--- START ---

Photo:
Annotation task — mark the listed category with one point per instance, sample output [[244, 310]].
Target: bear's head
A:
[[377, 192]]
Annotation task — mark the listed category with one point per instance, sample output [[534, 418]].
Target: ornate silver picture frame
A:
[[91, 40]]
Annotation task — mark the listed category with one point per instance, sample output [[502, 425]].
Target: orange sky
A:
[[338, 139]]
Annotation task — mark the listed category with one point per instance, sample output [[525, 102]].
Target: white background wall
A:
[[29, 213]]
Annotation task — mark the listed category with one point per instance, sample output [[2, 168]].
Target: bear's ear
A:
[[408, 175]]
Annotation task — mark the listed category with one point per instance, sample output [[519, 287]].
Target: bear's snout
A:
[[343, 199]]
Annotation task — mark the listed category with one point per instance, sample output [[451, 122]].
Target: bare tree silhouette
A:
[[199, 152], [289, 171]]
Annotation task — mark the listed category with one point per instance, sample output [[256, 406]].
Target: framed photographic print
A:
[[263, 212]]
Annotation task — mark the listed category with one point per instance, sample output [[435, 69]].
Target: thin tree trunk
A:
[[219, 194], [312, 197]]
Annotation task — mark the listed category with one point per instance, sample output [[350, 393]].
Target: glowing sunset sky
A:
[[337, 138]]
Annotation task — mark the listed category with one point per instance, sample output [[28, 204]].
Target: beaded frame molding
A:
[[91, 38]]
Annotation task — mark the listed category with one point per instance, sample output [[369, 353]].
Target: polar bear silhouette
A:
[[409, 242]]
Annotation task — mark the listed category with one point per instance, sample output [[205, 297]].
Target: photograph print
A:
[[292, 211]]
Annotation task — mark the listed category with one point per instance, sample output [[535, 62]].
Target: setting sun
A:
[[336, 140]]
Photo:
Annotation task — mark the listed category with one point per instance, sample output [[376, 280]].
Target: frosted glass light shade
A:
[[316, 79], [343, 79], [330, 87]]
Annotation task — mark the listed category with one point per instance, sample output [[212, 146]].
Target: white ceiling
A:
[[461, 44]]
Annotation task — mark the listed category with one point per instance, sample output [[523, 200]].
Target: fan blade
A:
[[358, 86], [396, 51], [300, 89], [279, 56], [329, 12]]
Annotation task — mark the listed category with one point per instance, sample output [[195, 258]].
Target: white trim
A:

--- END ---

* **WORK TO COMPLETE**: Each line of the data in which the string "print" appears needs to be copied.

* **TASK RESULT**:
Target: framed photographic print
Target: photograph print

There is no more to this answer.